Return each line of the records holding the string "single".

═════ Provided data

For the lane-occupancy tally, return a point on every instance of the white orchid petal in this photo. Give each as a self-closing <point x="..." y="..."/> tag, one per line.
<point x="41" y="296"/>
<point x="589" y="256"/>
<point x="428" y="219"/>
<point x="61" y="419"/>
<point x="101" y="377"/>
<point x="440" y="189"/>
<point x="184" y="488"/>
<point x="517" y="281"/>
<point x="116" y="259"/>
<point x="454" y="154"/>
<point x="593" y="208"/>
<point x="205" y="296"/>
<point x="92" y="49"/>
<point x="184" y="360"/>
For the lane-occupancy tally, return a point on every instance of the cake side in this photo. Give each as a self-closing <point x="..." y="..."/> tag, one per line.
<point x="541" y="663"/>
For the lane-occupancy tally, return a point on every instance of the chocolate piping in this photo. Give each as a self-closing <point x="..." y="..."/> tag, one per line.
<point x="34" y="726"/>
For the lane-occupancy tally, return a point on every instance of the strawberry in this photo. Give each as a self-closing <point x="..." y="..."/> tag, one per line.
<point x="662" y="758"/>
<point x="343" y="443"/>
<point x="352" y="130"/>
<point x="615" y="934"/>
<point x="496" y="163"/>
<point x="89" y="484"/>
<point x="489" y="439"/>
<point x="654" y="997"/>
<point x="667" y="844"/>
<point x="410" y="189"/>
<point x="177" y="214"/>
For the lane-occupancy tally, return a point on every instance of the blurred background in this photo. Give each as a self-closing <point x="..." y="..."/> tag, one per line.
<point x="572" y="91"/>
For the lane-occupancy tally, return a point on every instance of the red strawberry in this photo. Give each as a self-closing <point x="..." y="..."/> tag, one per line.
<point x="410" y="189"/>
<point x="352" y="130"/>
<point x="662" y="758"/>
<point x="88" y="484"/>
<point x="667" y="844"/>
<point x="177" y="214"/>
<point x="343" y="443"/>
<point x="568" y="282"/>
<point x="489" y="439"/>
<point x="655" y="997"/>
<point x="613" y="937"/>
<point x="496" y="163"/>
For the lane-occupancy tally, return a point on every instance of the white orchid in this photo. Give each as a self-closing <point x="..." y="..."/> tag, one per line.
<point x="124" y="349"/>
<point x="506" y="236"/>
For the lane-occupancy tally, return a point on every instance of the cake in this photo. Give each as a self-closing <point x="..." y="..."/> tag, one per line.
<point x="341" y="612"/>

══════════
═════ Provided data

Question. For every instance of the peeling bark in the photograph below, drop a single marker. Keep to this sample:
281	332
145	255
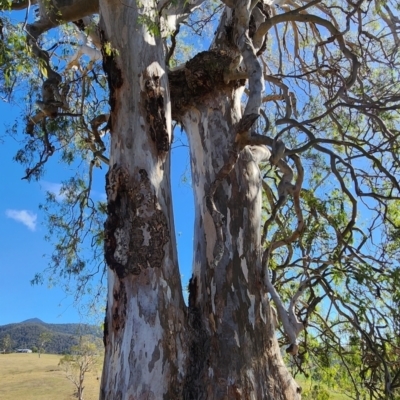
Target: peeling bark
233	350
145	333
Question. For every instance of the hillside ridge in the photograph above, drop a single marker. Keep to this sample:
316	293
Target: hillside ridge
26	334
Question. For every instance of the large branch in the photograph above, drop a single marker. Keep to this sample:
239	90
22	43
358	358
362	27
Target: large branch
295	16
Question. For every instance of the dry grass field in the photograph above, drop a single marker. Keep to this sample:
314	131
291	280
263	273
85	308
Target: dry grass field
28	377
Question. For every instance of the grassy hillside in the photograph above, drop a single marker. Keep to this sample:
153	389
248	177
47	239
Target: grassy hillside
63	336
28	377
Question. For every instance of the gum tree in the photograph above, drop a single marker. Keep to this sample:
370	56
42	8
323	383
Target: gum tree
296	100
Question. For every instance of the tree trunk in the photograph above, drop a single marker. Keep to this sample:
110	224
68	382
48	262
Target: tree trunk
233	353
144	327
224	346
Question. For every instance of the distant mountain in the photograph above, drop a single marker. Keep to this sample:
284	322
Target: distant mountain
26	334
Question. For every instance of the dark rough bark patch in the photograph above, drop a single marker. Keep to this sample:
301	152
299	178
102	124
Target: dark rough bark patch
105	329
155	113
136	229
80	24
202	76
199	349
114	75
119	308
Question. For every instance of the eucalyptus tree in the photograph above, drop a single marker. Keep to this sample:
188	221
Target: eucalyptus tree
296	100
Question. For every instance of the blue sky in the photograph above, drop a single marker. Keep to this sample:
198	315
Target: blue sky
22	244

══════════

→ **Response area**
Question. For every instance of the peeling bark in the photograph below, drop a single marker. Keep to this sample:
Question. For every instance of the hillside ridge in the photograph above, drop a single marker. Keep to this sample:
Question. For every instance of the large branch in the photograph above, drop a single marker. Keep to this sample:
Question. For every instance of the dry grass field in the photograph above, drop a single marker. Keep to this sample:
Question. For every instance of the grassy hillside in the photograph above, drop a single marker. Keep to this sample:
Question. For every instance of the gum tree in the photograph above, drop a single marker. Keep to this sample:
Question. For every instance of the tree trunk in the photograph above, drop a single marker. Keep to this sample:
Question. For every instance of the distant mountain in the photograph above, drop a single marker. Keep to this sample:
Question. For every instance of the dark rough bark patch in the photograph above, drop a single marker. Keep to this sample:
Question. For every instance of the eucalyptus tree in the photograph above, drop a single marker. Keep to this sample:
Question. For every instance of the blue sky in the photograph above, drop a single marker. Keep to this sample:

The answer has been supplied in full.